• _Do this_:
Without the pictures, set down every line of the data exactly.

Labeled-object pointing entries
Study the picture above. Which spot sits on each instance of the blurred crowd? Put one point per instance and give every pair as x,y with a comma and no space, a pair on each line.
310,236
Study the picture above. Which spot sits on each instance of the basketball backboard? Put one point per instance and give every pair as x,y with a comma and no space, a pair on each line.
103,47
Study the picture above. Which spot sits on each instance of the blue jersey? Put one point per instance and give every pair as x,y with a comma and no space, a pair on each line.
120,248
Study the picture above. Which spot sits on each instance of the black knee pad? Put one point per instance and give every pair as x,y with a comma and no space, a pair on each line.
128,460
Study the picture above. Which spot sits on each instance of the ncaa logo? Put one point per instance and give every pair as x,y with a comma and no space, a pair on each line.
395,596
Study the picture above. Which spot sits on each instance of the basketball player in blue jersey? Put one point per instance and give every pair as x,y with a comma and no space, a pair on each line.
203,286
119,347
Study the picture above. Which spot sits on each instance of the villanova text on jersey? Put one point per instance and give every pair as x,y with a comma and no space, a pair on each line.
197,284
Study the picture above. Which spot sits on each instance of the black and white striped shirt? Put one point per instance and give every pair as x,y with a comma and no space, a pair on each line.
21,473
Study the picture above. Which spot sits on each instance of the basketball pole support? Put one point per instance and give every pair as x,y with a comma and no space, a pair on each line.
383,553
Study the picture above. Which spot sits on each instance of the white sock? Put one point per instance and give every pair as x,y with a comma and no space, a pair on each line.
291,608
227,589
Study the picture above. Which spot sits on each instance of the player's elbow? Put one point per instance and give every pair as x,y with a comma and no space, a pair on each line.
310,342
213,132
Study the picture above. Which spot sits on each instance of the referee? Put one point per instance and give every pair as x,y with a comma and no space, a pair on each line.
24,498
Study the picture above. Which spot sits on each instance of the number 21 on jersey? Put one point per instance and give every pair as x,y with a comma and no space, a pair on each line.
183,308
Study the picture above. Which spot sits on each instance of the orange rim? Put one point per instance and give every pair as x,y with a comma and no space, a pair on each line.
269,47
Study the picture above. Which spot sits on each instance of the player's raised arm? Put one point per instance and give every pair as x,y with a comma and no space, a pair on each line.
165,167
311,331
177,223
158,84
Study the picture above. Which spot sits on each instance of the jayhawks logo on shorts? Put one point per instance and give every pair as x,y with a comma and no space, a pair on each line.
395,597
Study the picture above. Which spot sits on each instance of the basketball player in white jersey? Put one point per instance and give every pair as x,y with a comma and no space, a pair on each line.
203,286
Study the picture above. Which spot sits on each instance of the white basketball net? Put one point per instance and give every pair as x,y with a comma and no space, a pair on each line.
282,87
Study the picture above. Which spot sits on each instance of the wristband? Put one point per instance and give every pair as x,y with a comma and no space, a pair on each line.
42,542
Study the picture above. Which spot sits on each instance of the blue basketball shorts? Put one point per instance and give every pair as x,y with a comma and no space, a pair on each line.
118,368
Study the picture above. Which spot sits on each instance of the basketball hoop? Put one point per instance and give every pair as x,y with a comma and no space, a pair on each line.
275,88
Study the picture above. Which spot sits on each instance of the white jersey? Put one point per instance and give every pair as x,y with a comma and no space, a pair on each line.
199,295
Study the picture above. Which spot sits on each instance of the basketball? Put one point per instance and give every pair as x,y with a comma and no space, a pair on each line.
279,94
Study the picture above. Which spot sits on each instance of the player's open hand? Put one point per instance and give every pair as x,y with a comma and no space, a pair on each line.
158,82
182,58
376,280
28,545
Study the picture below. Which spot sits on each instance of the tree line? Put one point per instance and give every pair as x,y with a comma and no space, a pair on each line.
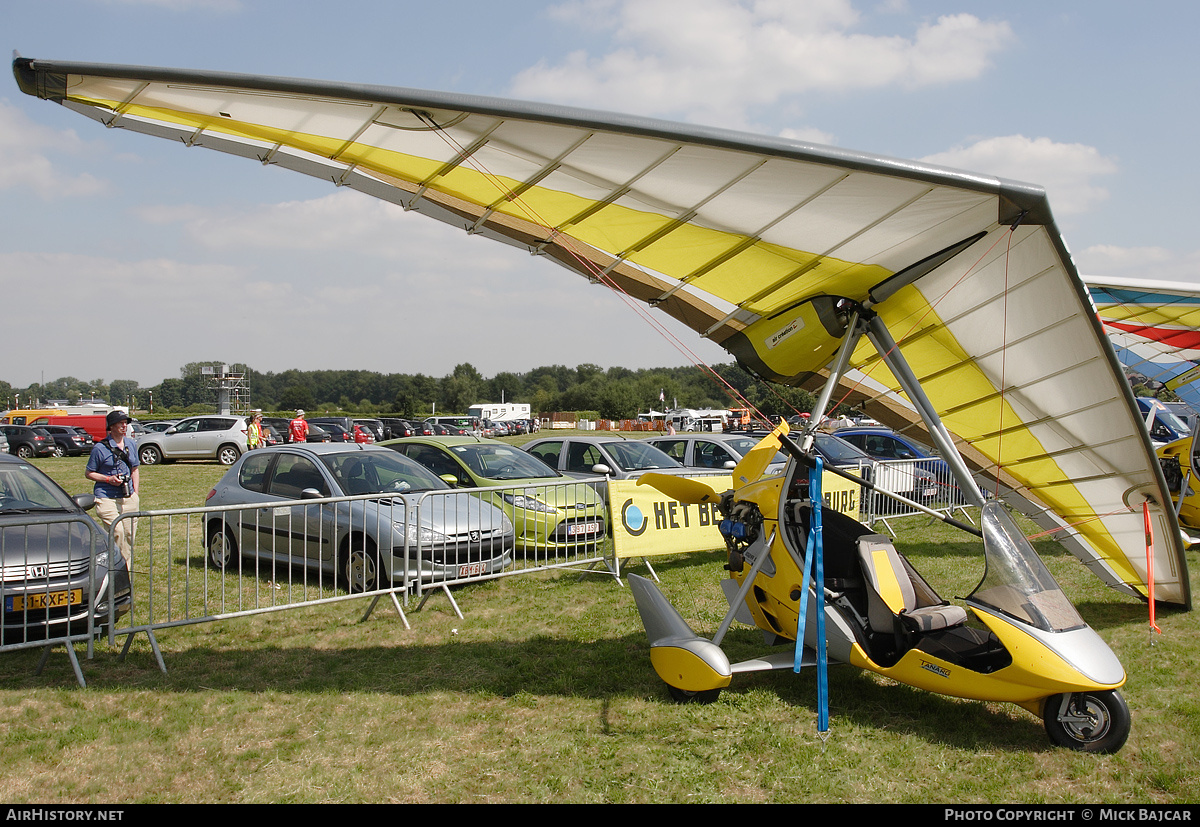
615,393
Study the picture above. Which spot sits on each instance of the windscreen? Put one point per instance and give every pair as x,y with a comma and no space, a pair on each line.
1018,582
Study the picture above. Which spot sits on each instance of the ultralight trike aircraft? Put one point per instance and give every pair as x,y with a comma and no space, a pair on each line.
799,261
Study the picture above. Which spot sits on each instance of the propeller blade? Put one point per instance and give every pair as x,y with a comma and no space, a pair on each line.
759,457
681,489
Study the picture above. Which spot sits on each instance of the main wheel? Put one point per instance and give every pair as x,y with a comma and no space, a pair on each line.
149,455
222,549
360,567
1095,721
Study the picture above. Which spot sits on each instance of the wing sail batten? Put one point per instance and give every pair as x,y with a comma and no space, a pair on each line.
749,240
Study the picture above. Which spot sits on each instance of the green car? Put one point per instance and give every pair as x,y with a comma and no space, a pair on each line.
549,509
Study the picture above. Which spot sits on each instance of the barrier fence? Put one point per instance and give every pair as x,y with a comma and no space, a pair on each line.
927,481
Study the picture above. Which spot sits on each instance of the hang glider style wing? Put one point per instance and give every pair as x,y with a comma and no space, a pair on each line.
1155,329
759,244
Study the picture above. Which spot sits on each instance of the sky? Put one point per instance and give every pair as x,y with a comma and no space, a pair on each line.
126,257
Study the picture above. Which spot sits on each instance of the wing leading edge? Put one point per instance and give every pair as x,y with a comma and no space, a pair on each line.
755,243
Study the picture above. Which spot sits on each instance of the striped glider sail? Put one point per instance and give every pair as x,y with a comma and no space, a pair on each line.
760,244
1155,329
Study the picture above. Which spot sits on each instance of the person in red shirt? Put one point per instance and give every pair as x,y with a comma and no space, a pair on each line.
298,429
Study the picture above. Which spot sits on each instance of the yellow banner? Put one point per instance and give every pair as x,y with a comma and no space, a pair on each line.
646,522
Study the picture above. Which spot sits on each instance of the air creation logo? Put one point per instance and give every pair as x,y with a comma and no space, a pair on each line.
935,669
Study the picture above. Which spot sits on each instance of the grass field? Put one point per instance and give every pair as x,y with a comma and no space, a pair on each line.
545,693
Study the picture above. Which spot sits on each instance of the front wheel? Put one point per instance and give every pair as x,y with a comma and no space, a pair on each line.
685,696
1095,721
361,567
222,549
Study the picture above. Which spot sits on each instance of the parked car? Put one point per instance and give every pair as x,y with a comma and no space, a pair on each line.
715,451
545,515
67,441
46,582
28,442
363,540
221,438
603,457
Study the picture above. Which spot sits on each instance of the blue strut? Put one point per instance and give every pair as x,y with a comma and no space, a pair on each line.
814,559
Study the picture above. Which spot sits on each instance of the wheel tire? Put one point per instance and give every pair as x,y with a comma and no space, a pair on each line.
149,455
221,549
1105,726
360,567
685,696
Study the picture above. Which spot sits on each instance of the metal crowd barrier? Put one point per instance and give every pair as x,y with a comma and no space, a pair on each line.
57,586
203,564
928,481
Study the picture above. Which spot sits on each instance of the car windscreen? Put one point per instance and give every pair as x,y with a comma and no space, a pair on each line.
634,455
839,451
379,472
503,462
24,489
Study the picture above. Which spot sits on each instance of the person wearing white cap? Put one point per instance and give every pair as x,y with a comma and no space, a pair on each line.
298,429
113,467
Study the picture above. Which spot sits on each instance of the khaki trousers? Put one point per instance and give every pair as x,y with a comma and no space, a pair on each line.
108,510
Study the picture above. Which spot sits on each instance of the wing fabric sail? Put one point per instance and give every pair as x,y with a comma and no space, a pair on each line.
755,243
1155,329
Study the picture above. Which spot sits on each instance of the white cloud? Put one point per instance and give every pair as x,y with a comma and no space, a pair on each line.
717,60
1066,171
25,150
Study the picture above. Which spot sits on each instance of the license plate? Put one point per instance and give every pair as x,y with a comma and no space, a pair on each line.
23,603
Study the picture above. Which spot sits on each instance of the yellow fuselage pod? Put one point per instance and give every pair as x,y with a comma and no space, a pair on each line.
1036,672
1189,510
694,665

• _Result for this exercise_:
Study the picture above. Which spot sits on each instance of the blurred crowd? Put one point per instance and give every pair as x,y with a comma and no space, a pair on each line.
310,236
Study the picture above. Which spot sits on each instance of the basketball backboard? Put one point per instance and give every pair as x,y with a comma and no space, a pair on each line.
103,47
Study the picture above. Which spot sits on each instance of the blue jersey? Put one point per instance and give every pair as x,y with a comma and no space, a pair on each line.
120,248
Study the picture above. Which spot sits on each instance of the black knee pad? Put one point per instance and give every pair as x,y with a comma and no space, a pair on each line.
128,460
Study the picture above. Which spot sits on each instance of the ncaa logo? Put one point per instance and give every pair as x,y with a comma and no space, a pair on each line.
395,596
Study the picture above. Which spot sits on each instance of the basketball player in blue jersey? Put one point per instance and give every pair as x,y with a comma and no space, a pair on each line.
203,286
119,347
Study the picture above. Which spot sits on each instance of the villanova text on jersey? Put one point per instance and give every pair as x,y with a comma and no space, a pair on each line.
197,284
Study the picture above. Which spot sits on each instance of the black and white striped shirt? Put one point per instance and give every pair as x,y with a comma and no space, a pair on each line.
21,473
Study the picture above. Which spot sits on each instance of the basketball pole support? Put one point per instance and give every pair as x,y with a comma and no space, a pair on each line.
383,553
Study the picture above. Which spot sits on each instance of the white sock? Put one point per instance and give every pair as x,y with a comma and no space, a pair on each line.
291,608
227,589
Study the picture above. Which spot sits on each instance of the player's elbow? Put one point per instance and give every pair as x,y with a comma and no space, a pair on each line.
310,342
213,132
Study the picture above. Which spot sits on each instance of the referee? Put one point per instance and give every pair as x,y with a comma and no space, a pair on each line.
24,498
Study the picture above. Which spot sits on each instance of the number 21 on jersey? Put one point per instance and give every pair as x,y with a comma and no space, a pair on each line.
183,308
Study the picture above. Which spot sits on each instance of the orange rim? Put one point per instance and give every pair as x,y with a comma and no space, a pair on each line.
269,47
Study the picture above. Which spot sits on each instance of the player's raised arm? Put one point per instance and give every pair as x,y with a comma and no space, a pair on each line.
165,167
311,331
177,223
158,84
Study the picture above. Which spot sits on each instance of the jayhawks logo on shorts? Put one point per instance and give every pair as x,y with a comma and no space, a pair on each line.
395,597
Study the picture above. Which spot sits on each instance of the basketball player in white jersey? Put one point per instance and give every pair as x,y with a comma and no space, a pair on each line.
203,286
Study the picture above. Which spot sits on each instance of the white basketball net? Put one point per instance and give every pair as x,y with a comma and no space, a pair on each line.
282,87
Study the picture above. Which spot sits on each instance of the wristband? Put one point per instance and give every pair as x,y with a comma and no space, a pair on each line.
42,542
Study the picture above. Which spot sits on each instance of the blue basketball shorts? Put one point per instance and give every pair as x,y with a comma and no space, a pair on each line.
118,368
Study the picture above. Which spot sits on each instance of the basketball hoop? Put one point per instance and give every pair as x,y with a comma and no space, a pair on each line.
275,88
Study the picture above. Which spot sits on each instance of the white jersey? Put one point per instance and give every pair as x,y with a comma and no space, a pair on each line.
199,295
Study the picture above. Which spot sits on each instance of the basketball? Put one point per instance and give every pair as x,y with a comma and no space, a pair on each line.
279,94
Study the picture above. Which spot sits on each instance of the player's open hand? Put one point per instance and give every pair as x,y with a comma and no space, a pair on each line.
158,82
182,58
376,280
28,545
Study the picture below. Which spot sits on each instance of the tree line? Put one point per instance and give every pair as x,y with a comma and no space, a pair on each line.
615,393
Study the picture above. Which spot sits on each instance of the windscreen? Put one point per instance and give every pair as x,y with a comma and no space, a pair on each line.
1018,582
Study the picture above. Which spot sits on each instance of the ultralight trike aircraft? Put one point per instance and give every pair as x,y with a comma and no space, a pair on each line.
799,261
Study the picture above. Which spot sits on each instance of the propeller blade? Put one point per instance and give every pair as x,y with a comma and no space, a pair on each line.
759,457
681,489
Study the picture above. Which spot sits on each instance of the main wheel? Put one point per instance and give every pair as x,y with a comma and no space, a pair on each line.
149,455
222,549
360,567
1095,721
Study the picture above. Which spot sits on each instance of the wing sail batten? Put one point per instance and give every pair as x,y with a comma and no space, a pair on each line.
749,240
Study the picture above. Which spot sits on each instance of the green car? Put one point per instance and give every pair as x,y with a comma and no space, a pair on each line.
549,509
Study the picture above. Which spot sits on each instance of the barrier fence? Put one point per instance and give every pair as x,y with a comma and no space, a pair on each line.
927,481
Study the picture above. Which spot sits on each instance of the hang glider style wing? Put one point per instance and give every pair as x,y with a comma and no space, a pair on each line.
1155,329
759,244
Study the picture above. Which spot sits on each instance of the sky? Put one point per instance and give every pair as x,y with a comma and no space, a pair on each line.
126,257
Study the picture above. Which spot sits on each instance of the wing leading edge? Put one point per instance and give every pair as x,y with a comma and no space, a pair on each line.
755,243
Study the picture above. Which spot sits on each instance of the striped glider sail? Put one point per instance and give every pair as x,y with a comma and no space, a pair on each line.
760,244
1155,329
Study the picture above. Which spot sits on each instance of the person in red shirt? Put one point per instance and give every pair as x,y with a comma and no space, a pair on each line.
298,429
Study the picture above. Which spot sits on each instance of the yellow banner? Put one point per instance and give every pair as x,y with a comma and no space, a pair on each line.
646,522
Study the picture above. Which spot sits on each instance of the air creation logo? Put one point per instance and give every pair as x,y with a comma and no space, a pair on each line.
935,669
Study the picture above. Which spot sits on each instance of the grass field? Put one point per instance and give every pair as x,y with a comma and no space, a pair on each line.
545,693
Study the picture above. Which spot sits on each instance of the front wheel? Put one point per instance and give every pair as x,y with a comma and no space, a pair on each line.
685,696
1095,721
361,567
222,549
Study the picture above. Which spot sits on each instance of the parked car? Put one point per instance and give every pair as x,y with a comma and no space, a pair on each line.
715,451
545,515
67,441
46,582
28,442
363,540
221,438
603,457
Study the picture above. Which spot sits on each instance of the blue strut? Put one point per instance and give every pair as x,y with a comma and no space, a pair on each line.
814,559
Study the picture above. Which spot sits on each instance of the wheel tire? Put one point per instance and give every pair as x,y with a comma and no space, a pair on each line.
149,455
221,549
1105,726
360,567
685,696
Study the picture above. Which spot sits on each instance of the metal crowd barrier? Put one point per instance and give every pair as x,y with a comma and no space, a pair on each line.
57,586
203,564
928,481
Study the picture above. Which spot sits on each instance of the car windscreen? Put one point per instance and give every pair as x,y with a comma and no space, a pair on each line.
634,455
839,451
379,472
503,462
24,489
Study the picture above. Which spot sits on each instance of the person wearing white cap? Put one point per instance and give every pair as x,y with a comma and no space, a pair on each line.
298,429
113,467
Study the picture above. Which spot sits on each instance of the khaki trousers? Put one point per instance and give every pair as x,y with a comma and no space, a pair on each line.
108,510
Study the picture above. Which spot sits on each instance of the wing fabric sail? Put one point per instance and give every pair as x,y with a comma and no space, a pair on each line.
755,243
1155,329
Study the picture above. Which spot sits on each instance of the white cloud? Put one point per instance and give every pair as x,y with a comma and no space, a pair on each line.
717,60
1066,171
25,150
Study the picture above. Which spot sits on each instance of the license plate? Put one point per instance and give every pair as x,y with a comma and no space, a pair on each line.
23,603
Study the picture above. Which spot sits on each instance of the yellow fuselage pod? Put one point per instance and give every pair as x,y with a comma and no space, a pair on each line.
1036,672
1189,510
694,665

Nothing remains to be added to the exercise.